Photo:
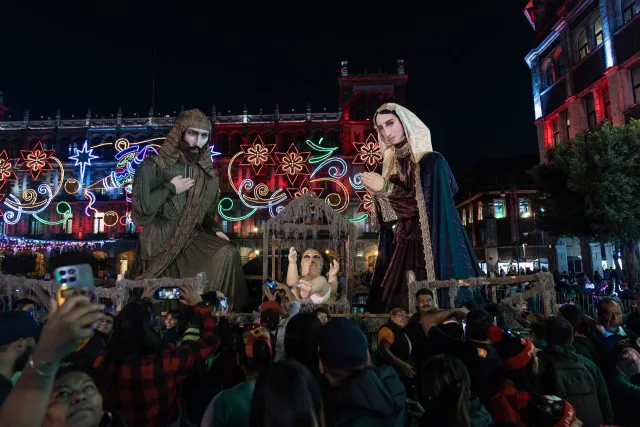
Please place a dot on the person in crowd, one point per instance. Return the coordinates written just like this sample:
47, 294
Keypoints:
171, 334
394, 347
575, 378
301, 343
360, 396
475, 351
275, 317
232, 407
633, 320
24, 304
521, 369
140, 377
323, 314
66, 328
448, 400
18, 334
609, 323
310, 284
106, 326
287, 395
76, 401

...

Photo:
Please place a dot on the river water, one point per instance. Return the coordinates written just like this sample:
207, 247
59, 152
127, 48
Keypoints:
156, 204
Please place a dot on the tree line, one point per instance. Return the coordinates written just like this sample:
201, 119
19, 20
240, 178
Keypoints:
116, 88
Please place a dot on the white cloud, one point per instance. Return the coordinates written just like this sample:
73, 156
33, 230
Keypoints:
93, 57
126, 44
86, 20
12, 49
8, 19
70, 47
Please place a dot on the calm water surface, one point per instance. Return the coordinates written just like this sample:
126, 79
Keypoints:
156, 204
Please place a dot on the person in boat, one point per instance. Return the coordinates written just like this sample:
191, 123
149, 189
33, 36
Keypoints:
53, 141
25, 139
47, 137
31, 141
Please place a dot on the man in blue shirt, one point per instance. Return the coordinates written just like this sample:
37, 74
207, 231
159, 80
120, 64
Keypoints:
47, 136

## [GIVEN EXERCISE]
Report each line of the records above that contains the word "person", copied in full and unchanged.

## [FULL OUTPUT]
Please place a dot on the person in crowd, one point per instance. Return the coordinates written just like this sample:
Please place a dot on the person in boat, one point per instance. Return the coordinates written just like this sample:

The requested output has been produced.